-------- Dataset content --------

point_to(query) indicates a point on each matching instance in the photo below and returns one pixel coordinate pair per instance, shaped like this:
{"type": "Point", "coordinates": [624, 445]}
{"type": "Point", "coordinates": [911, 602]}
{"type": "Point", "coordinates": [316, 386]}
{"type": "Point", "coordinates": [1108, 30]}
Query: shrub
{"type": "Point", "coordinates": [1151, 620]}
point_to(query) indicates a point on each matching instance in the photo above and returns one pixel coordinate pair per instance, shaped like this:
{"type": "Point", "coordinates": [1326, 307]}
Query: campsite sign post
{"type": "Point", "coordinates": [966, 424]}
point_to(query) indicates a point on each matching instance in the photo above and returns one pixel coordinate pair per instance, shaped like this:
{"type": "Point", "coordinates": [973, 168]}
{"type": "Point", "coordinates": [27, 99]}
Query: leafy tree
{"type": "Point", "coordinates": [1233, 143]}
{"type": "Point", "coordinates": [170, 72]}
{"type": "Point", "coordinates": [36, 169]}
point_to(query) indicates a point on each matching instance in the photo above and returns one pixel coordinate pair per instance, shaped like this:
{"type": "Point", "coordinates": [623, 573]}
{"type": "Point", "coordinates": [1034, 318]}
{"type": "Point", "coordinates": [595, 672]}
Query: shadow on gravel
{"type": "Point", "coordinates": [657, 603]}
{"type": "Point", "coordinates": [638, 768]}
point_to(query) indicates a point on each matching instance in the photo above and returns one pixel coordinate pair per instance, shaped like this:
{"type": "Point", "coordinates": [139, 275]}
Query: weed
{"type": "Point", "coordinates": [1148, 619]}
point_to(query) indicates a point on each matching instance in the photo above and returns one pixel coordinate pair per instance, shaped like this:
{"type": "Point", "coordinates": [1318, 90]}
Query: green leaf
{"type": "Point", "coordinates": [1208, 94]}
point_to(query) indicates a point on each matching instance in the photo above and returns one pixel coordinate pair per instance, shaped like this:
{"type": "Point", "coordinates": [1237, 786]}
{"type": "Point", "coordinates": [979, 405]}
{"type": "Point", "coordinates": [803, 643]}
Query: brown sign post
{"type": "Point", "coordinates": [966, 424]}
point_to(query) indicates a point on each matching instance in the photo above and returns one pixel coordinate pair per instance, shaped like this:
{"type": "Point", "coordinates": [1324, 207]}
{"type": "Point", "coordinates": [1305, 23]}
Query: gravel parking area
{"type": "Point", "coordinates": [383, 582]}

--------

> **Problem description**
From the records above, please extract every line and repeat it exactly.

> **The solution**
point_to(query) indicates a point on each matching instance in the photo below and returns one pixel coordinate pair per instance, shaped like this:
{"type": "Point", "coordinates": [624, 445]}
{"type": "Point", "coordinates": [911, 602]}
{"type": "Point", "coordinates": [316, 386]}
{"type": "Point", "coordinates": [1108, 30]}
Query: shrub
{"type": "Point", "coordinates": [1151, 620]}
point_to(query) indicates a point on each matching instance in the photo above and returns one pixel coordinate pair per instance, shaped like this:
{"type": "Point", "coordinates": [1326, 307]}
Query: campsite sign post
{"type": "Point", "coordinates": [966, 424]}
point_to(query) indicates a point on each matching instance in the photo above and returns one pixel coordinate pair per instance, shaped like this:
{"type": "Point", "coordinates": [973, 168]}
{"type": "Point", "coordinates": [27, 99]}
Query: leafy tree
{"type": "Point", "coordinates": [1233, 143]}
{"type": "Point", "coordinates": [170, 72]}
{"type": "Point", "coordinates": [36, 169]}
point_to(query) indicates a point on each matching instance in the photo above and returns one pixel coordinate pair per instance, shaped like this:
{"type": "Point", "coordinates": [623, 573]}
{"type": "Point", "coordinates": [1034, 318]}
{"type": "Point", "coordinates": [595, 672]}
Query: shadow on gravel
{"type": "Point", "coordinates": [657, 603]}
{"type": "Point", "coordinates": [638, 768]}
point_to(query) indicates a point on each matching instance in the photo above and returns one pixel coordinate pair per instance, shaped like this:
{"type": "Point", "coordinates": [139, 275]}
Query: weed
{"type": "Point", "coordinates": [1148, 619]}
point_to(query) indicates a point on each matching instance in the photo above and returns one pixel coordinate pair per instance, shaped like this:
{"type": "Point", "coordinates": [1318, 90]}
Query: green leaf
{"type": "Point", "coordinates": [1208, 94]}
point_to(query) indicates a point on each matching instance in the photo above and returns one pixel coordinate pair per instance, shaped like this:
{"type": "Point", "coordinates": [1237, 786]}
{"type": "Point", "coordinates": [979, 405]}
{"type": "Point", "coordinates": [803, 643]}
Query: brown sign post
{"type": "Point", "coordinates": [966, 424]}
point_to(query) indicates a point on each matching instance in the photo above and returns one pixel coordinate pair per instance, shaped like this:
{"type": "Point", "coordinates": [1324, 207]}
{"type": "Point", "coordinates": [1305, 23]}
Query: gravel parking area
{"type": "Point", "coordinates": [383, 582]}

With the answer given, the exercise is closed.